What to do: Pictures stay out. Everything else in the listing below gets written out exactly.
---+---
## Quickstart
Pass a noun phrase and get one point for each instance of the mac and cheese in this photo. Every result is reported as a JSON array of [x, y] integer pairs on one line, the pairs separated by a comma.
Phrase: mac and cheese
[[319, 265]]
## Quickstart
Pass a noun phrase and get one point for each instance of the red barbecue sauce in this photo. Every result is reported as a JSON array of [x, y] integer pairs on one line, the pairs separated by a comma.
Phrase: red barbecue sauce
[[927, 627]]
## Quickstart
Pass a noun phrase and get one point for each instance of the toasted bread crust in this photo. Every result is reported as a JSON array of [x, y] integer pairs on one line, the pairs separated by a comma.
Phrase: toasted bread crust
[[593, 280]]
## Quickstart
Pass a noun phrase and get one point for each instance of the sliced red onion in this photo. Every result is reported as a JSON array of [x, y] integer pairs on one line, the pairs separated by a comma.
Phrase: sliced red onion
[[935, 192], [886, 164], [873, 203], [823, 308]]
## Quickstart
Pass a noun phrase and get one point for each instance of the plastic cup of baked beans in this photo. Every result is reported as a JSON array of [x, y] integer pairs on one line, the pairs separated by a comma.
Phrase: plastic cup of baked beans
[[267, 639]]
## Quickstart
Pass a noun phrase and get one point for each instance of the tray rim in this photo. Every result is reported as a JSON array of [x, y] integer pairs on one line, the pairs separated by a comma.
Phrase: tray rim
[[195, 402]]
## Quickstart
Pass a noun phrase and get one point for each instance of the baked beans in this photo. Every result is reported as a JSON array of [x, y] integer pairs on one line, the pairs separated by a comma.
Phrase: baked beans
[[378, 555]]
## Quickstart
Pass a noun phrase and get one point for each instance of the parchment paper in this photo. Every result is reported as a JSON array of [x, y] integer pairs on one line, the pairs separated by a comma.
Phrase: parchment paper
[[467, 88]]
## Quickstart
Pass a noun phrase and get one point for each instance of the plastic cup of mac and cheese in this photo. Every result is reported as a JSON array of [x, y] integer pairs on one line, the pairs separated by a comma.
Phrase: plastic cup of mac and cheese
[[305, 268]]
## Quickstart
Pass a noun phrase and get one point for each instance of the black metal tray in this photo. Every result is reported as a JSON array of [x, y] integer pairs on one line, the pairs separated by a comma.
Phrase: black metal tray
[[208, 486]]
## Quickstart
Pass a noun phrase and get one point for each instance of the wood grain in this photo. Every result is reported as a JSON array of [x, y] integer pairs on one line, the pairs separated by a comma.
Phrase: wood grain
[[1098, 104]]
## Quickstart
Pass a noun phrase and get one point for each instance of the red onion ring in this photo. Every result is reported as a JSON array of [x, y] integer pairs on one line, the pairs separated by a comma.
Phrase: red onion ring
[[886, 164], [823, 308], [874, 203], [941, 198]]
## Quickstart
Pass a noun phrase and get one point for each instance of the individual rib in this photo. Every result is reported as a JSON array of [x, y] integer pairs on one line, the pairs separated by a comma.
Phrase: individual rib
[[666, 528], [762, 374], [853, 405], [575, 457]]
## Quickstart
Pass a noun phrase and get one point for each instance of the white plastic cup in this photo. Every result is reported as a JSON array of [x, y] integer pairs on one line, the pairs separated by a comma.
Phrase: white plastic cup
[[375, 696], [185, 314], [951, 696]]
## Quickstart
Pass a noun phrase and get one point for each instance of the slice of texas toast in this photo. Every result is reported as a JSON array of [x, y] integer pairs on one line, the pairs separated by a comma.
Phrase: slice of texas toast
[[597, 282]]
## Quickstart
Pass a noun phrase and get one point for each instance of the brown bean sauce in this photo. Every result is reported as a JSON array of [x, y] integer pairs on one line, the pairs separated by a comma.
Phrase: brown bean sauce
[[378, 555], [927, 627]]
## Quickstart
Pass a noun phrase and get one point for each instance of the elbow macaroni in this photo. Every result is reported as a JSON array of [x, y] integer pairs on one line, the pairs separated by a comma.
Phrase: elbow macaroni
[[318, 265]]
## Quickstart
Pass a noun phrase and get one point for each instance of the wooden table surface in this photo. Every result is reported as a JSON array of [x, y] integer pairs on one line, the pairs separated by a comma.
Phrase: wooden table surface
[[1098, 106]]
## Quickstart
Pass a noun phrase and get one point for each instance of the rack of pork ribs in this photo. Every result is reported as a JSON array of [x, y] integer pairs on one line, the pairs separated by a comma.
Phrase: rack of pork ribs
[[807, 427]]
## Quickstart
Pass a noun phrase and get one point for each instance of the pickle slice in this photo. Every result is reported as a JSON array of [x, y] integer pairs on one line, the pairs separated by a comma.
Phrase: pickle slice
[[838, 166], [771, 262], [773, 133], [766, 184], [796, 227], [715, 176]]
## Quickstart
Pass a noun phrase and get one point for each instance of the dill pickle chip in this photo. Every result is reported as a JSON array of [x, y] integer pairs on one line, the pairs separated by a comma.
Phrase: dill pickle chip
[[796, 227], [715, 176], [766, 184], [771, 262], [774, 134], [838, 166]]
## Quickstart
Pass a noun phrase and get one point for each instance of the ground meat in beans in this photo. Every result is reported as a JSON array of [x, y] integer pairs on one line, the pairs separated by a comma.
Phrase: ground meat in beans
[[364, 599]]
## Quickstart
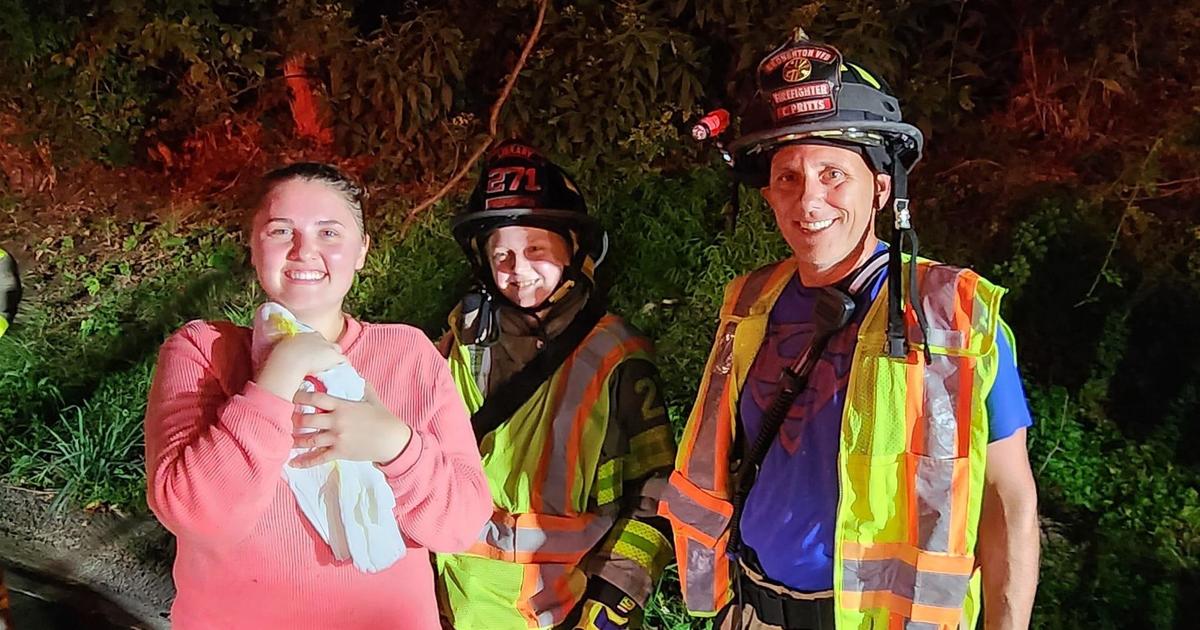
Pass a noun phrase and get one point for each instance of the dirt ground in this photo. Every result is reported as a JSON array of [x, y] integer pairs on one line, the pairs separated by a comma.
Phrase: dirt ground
[[95, 568]]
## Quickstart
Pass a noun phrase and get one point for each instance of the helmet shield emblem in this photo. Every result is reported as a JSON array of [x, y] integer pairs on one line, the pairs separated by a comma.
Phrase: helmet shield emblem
[[801, 81]]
---+---
Reply to the task:
## Quickstart
Pass a noun phrase and get one point for each instance of the mac and cheese in this photo. Every result is reported as a JSON array of [x, y] integer pairs on one line, the pairs separated by a comma.
Phrase: mac and cheese
[[319, 265]]
## Quickstart
Pass a noun phrase and get one point for each instance of the red barbecue sauce in this photo. Every result is reported as a JSON array of [x, y] integer pairs on one line, the pairs separated by a comma.
Phrase: red barbecue sauce
[[927, 627]]
## Quickstart
Pass a noun phrase and get one point for each instance of the toasted bread crust in this photo. Every result is reported as a JSON array of [x, y] integer pairs on one line, the pairs separated by a comma.
Phrase: toasted bread crust
[[593, 280]]
## Quickstart
Pass a noun phrase and get one point for each instance of the sliced red onion in this photo. Every result is reported as a JSON array of [x, y] integer pairs on one line, the pairs separated by a comma.
Phrase: sliced red onion
[[935, 192], [886, 164], [873, 203], [823, 308]]
## Quickstart
Pass a noun phrase and get one point for each instance of the plastic cup of baked beans in this photo. Every result is reported as a JSON array of [x, y] integer pairs on one line, the pairs separated by a comma.
Phrase: plastic cup of baked beans
[[267, 639]]
## Quickstart
Pass a noun phrase and get one point for each instance of the tray rim in this photo. Every result is reported as a JSON array of [x, y] integer pairs on one line, the pairs separated by a comma.
Phrase: tray rim
[[195, 402]]
## Quickstart
Pass a noun phrase and get one point for each instance of the baked beans in this photo. Every result is reported as a JSON array of [x, y] integer pairs on one line, the pairs separated by a comma.
Phrase: baked beans
[[378, 555]]
## Quickstart
Pass a noun phrase and get one point for each instance of the parchment paper in this photo. Every result is reported as a JSON array of [x, y] integer pairs on one line, the pairs separated by a comma.
Phrase: parchment paper
[[467, 88]]
## Quickstart
Pass a noun phrase and get one point for each instance of the plastic cup of mac and cheese in this photo. Every result is reported as a JSON array of [x, y] integer pairs on one line, the pairs separated by a comma.
Phrase: plastic cup of mac and cheese
[[305, 268]]
## Quickstart
Pass a noun phrase and get one point for each instance of the black metal tray in this photo. Every result is reported as a JSON array of [x, y] integer pairs on one line, the pairs separated by a comma.
Phrase: black metal tray
[[208, 486]]
## Quickstart
Pass a noun phrase and get one point for each instance of the wood grain in this photo. Every result is reported as a JSON array of [x, y] integer pairs on one line, the pairs separated by a comma.
Phrase: wood grain
[[1098, 104]]
## Quickstart
Pass a noun phrase and get one point for each instance of the red onion ring in this photo. Every result is reported as a JSON array of [x, y] integer pairs on one line, the pairs separated by a comma.
Phrase: red onion ring
[[886, 164], [823, 308], [874, 203], [941, 198]]
## Quickstart
Pass a noun phrase and get one point for each instance of the individual rib in this photo. Every result is reported as a JSON array of [x, y] integer pairs on one line, the pairs separated by a comma.
Phrase: individual rib
[[666, 528], [762, 374], [853, 405], [575, 457]]
## Quickstart
Pass a noun phrase and get one point for each instance of the white plastic cup in this photo. Every result is reported as a JSON array of [x, y] integer pairs on one line, the pairs separated by a comma.
Phrase: white plastic cup
[[375, 696], [185, 314], [951, 696]]
## Quickstart
Pass a noun phrase and get one point for each instance of the slice of texas toast in this photo. Every result is reported as a JSON array of [x, y] integer pairs on one line, the pairs separated by a comma.
Phrase: slice of texas toast
[[597, 282]]
## Quickstart
Pass a noun phrase and get one point for each instance of the brown bean sauce in this photo. Every result is reported as a JSON array of [x, y] integer pairs on one line, the pairs separated by a comma.
Phrase: brown bean sauce
[[378, 555], [927, 627]]
## Quickstart
Pass a noun phrase and get one point for each instance of the elbow macaroni in this photo. Every result is reported as a JSON array of [x, y] integer pairs on one line, the pairs separated by a comma.
Phrase: elbow macaroni
[[318, 265]]
## Quickstart
Pass a noun phrase and get one point for each instance of the wooden table surface in this photo. Every result is reported as a JSON array of [x, y] integer pairs on one line, the pairs separated by a comma.
Phrase: wooden table surface
[[1098, 106]]
## Quickstart
Pass a noun phrase and get one point for each instance of the rack of pork ribs in this photo. Every result is reported as a JSON array of [x, y] integer pairs on one line, the pairs separated by a comma.
Phrase: rack of pork ribs
[[807, 427]]
## Quickstart
Pass a noun phrase and get one point for each instance of the pickle slice in this photo. Every result is reported as a JSON array of [x, y] integer pairs on one line, the pairs separated by a comma.
Phrase: pickle slice
[[838, 166], [771, 262], [773, 133], [766, 184], [796, 227], [715, 176]]
## Quickstart
Pass a noun phrase and get one point for each instance of the dill pickle chip in this photo. Every result is reported as a JSON array of [x, y] integer pairs on one line, the pairs separated by a comma.
Phrase: dill pickle chip
[[796, 227], [715, 176], [766, 184], [771, 262], [774, 134], [838, 166]]
## Quickstart
Pass a noun phrase and get one point for each instance of the ground meat in beans in this photo. Every result is reported as a JSON array of [x, y] integer pairs on one line, the pairs separated by a comma.
Phrase: ground meat in beans
[[364, 599]]
## Quickstart
Pass a noun phrase and get one point for each instance of the dirt ground in this photo. Every result is reported as a JSON array of [x, y] integer pairs on one line, the pairs separated by a comma.
Phrase: dirt ground
[[95, 568]]
## Quickstart
Pass a noun phrase and get one point for each instance of the helmet shield emblem in this photo. Every result is reported as a JSON array of [x, y] integer pairs on one line, the pairs separated by a comma.
Phrase: helmet shield emblem
[[801, 81]]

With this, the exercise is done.